## Supplied material
^^^^^^^^
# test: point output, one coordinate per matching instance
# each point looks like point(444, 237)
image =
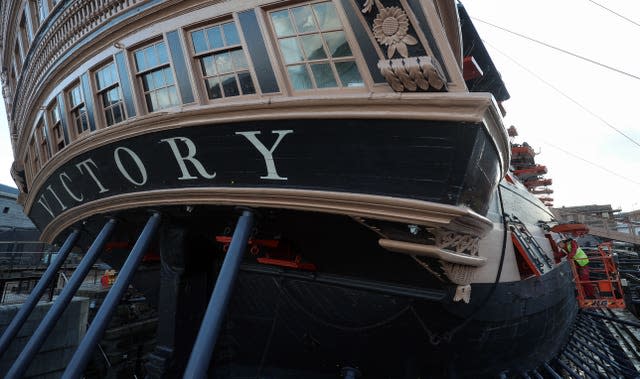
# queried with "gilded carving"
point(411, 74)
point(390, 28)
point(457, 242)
^^^^^^^^
## What you are asked to do
Could you reproduce all of the data above with "gilded carving" changed to "ornate gold molding", keeping everything else the same and leaving out the pictures?

## Reply to the task
# test: point output, one coordinate per matching instance
# each point looks like point(444, 237)
image =
# queried with "ornate gold molding"
point(411, 74)
point(390, 28)
point(457, 242)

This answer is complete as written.